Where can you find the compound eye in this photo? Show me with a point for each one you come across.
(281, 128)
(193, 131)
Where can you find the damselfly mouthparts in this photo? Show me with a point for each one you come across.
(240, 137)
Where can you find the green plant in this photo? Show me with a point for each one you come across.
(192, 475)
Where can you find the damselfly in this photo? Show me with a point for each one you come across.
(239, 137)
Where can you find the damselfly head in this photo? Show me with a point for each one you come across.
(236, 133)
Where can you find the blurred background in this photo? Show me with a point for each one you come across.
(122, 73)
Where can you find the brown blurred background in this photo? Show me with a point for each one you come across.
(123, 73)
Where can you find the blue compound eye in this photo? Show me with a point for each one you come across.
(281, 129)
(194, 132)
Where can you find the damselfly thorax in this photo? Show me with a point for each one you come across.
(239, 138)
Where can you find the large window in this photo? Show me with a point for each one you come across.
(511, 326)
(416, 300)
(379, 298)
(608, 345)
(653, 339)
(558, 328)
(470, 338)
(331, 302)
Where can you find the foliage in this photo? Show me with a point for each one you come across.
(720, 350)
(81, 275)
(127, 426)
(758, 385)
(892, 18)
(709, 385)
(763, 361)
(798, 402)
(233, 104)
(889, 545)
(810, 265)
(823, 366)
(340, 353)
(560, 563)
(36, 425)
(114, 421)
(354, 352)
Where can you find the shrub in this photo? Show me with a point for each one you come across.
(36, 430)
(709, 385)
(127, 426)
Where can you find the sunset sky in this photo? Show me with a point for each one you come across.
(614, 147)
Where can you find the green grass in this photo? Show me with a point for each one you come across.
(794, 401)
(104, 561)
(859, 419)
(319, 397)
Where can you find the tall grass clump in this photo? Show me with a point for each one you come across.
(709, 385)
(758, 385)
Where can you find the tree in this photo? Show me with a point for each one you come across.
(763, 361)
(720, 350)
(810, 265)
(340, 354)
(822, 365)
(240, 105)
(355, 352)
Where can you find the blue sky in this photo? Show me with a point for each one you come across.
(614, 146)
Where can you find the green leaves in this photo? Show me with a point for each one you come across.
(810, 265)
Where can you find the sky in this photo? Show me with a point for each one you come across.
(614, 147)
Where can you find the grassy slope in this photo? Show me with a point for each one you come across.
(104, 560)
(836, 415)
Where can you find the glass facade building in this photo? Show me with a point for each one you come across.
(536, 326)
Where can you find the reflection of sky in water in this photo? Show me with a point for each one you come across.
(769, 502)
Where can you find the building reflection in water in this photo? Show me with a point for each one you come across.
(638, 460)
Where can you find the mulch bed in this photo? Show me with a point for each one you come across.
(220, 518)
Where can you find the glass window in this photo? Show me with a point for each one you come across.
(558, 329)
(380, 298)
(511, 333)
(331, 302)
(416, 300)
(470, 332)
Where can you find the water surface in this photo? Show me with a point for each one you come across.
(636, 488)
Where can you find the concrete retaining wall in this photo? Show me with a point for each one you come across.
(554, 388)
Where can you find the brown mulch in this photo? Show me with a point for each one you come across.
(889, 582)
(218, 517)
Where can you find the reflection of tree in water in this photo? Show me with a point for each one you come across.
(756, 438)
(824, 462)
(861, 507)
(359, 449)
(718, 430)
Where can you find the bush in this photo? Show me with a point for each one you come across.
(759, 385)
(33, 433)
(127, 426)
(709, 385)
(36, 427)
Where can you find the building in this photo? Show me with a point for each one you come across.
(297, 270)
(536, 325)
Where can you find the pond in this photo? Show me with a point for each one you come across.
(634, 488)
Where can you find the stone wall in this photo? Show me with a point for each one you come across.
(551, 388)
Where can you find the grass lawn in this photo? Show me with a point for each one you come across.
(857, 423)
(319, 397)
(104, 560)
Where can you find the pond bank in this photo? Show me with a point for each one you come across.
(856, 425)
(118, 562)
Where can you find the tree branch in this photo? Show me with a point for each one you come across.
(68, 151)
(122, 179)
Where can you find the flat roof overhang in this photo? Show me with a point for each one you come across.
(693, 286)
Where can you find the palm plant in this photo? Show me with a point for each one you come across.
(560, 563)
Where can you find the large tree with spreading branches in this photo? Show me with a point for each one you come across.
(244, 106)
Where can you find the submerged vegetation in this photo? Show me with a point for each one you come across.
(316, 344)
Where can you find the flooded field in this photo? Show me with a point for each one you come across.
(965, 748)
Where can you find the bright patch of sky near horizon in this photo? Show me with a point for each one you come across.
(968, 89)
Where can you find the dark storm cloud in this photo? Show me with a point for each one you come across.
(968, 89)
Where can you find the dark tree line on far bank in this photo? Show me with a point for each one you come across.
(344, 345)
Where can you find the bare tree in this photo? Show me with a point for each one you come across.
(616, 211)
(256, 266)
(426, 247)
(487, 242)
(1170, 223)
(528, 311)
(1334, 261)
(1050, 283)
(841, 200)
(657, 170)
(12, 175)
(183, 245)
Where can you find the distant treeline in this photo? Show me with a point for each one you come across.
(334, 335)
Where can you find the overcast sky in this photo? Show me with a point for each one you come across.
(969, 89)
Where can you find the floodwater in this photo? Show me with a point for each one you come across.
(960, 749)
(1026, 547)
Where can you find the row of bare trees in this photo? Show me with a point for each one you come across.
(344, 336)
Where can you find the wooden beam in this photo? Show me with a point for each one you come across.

== Exercise requirements ==
Reproduce every item above word for word, one line each, in the same order.

== Response to the task ==
Where can you find the compound eye in this photo? Show me with a point for each one you come across.
(281, 128)
(193, 131)
Where can you find the damselfly mouthparts in this photo? Show me with a point for each one you come across.
(240, 137)
Where can you find the green plant in this photo? Show me with a point for each one you come across.
(192, 475)
Where can you find the damselfly in this photo? Show me with a point for each one you come across.
(239, 137)
Where can you find the damselfly head in this photo? Show me with a point for each one you come across.
(236, 133)
Where can you find the blurred background in this photo? Show me with a point for each one you come across.
(122, 73)
Where can you find the brown blurred background in this photo? Show me with a point for each one you come across.
(123, 73)
Where can you find the blue compound eye in this photo? Show me with a point for each one you come across.
(281, 129)
(194, 132)
Where can you find the damselfly thorax in this photo? Show me with a point for each one you come across.
(239, 138)
Where can you find the large window in this photo? Show me with a point for each one you come across.
(511, 326)
(416, 300)
(379, 298)
(608, 345)
(653, 339)
(558, 328)
(470, 338)
(331, 302)
Where can you find the foliage in this photo? Show me with a point for each one you come across.
(720, 350)
(81, 275)
(127, 426)
(758, 385)
(892, 18)
(709, 385)
(763, 361)
(798, 402)
(233, 104)
(889, 545)
(810, 265)
(823, 366)
(340, 353)
(560, 563)
(36, 425)
(114, 421)
(354, 352)
Where can you find the shrub in this photo? Show me with a point for each one you come across.
(36, 430)
(709, 385)
(127, 426)
Where can you find the sunset sky in this photo? Show me with a point for each one you come across.
(614, 147)
Where can you find the green grass in this photo? Show me with a point for each one you come across.
(794, 401)
(104, 561)
(859, 419)
(319, 397)
Where can you find the tall grass clump in this photo? Show me with a point for each one you come across.
(709, 385)
(758, 385)
Where can you find the tree in this photo? Show me with a point for each one you come across.
(763, 361)
(720, 350)
(810, 265)
(340, 354)
(822, 365)
(240, 105)
(355, 352)
Where can you find the blue sky in this photo? Show me with a point for each one you come across.
(614, 146)
Where can you find the green leaves in this photo? Show me with a point for each one you come across.
(810, 265)
Where can you find the sky in this photo? Show me with a point for each one you come across.
(614, 147)
Where can you find the grassy slope in this photo? Show me with a point for each one you come across.
(104, 560)
(836, 415)
Where can you find the glass facade building in this photo? Show me with a point for each one you come across.
(536, 326)
Where can you find the reflection of sky in water in this photo? Show me with a point for each one you come across.
(769, 502)
Where can you find the building reflection in water in this photo? Show me with a point for each one you come across.
(638, 460)
Where can you find the mulch bed in this photo? Show me with a point for each one you come across.
(220, 518)
Where can you find the glass window in this photo? Show me with a point for each one you come across.
(558, 329)
(380, 298)
(511, 333)
(331, 302)
(416, 300)
(470, 332)
Where can you find the water surface in this photo? Show me with a point for each one you come across.
(636, 488)
Where can you find the concrete retaining wall in this photo? Show me with a point for each one you come across.
(554, 388)
Where can you find the brown mulch in this photo? Show me with a point for each one you come across.
(889, 582)
(218, 517)
Where can you find the reflection of tree in water in this photo? Show me with a point for each one you come across.
(756, 438)
(824, 462)
(861, 507)
(359, 449)
(718, 430)
Where can you find the bush in this photo? Show me with a point for each one you come across.
(759, 385)
(33, 433)
(127, 426)
(709, 385)
(36, 427)
Where can you find the building in this photo? Show me with a point for each one you come across.
(297, 270)
(536, 325)
Where can you find the pond in this photo? Show me with a point for each one you come across.
(634, 488)
Where can you find the stone wall in this photo? Show me with a point for each one you come across.
(551, 388)
Where can you find the grass lawn in this photo? Show me with a point for each one you come across.
(857, 423)
(319, 397)
(104, 560)
Where can you find the pond bank in this photo? Show me with a point for each one you come across.
(856, 425)
(118, 562)
Where can you find the tree branch in this photo? Show me with a point for each one you come across.
(68, 151)
(122, 179)
Where can you find the flat roof overhang in this photo? Show me with a point for each one you come across.
(693, 286)
Where can you find the palm plant in this photo? Show me with a point for each one you come across.
(560, 563)
Where can you find the large tree with spreading branches in this photo? Show me with a point for each one you come across.
(244, 106)
Where can you find the submerged vegetation in this photo? Show me with a point for each one you come across.
(316, 344)
Where can you find the flooded field in this photo? Show me with a point for each one you come across.
(965, 748)
Where can you find the bright patch of sky near horizon in this photo? Show me with a point for each one you come across.
(968, 89)
Where can you find the dark storm cloud in this photo? Show me with a point for each one you come across.
(968, 89)
Where can you find the dark tree line on far bank in this photo? Show me with a point for each one you come across.
(344, 345)
Where can you find the bare tree in this photo? Show me with a point for each one you come across.
(616, 211)
(256, 266)
(426, 247)
(487, 242)
(1170, 223)
(528, 311)
(1334, 261)
(1050, 283)
(841, 200)
(657, 170)
(12, 175)
(183, 245)
Where can you find the distant treeline in this photo? Show me with a point for each one you come across.
(334, 335)
Where can you find the overcast sky in this photo? Show me with a point for each one you come across.
(969, 89)
Where can you find the floodwater in this photo? Show me with a point for each one you come across.
(960, 749)
(1026, 547)
Where can you find the row of bare trees in this photo? Show me with a point for each one you come across.
(344, 336)
Where can you find the wooden beam in this photo? Show me with a point for each one you come across.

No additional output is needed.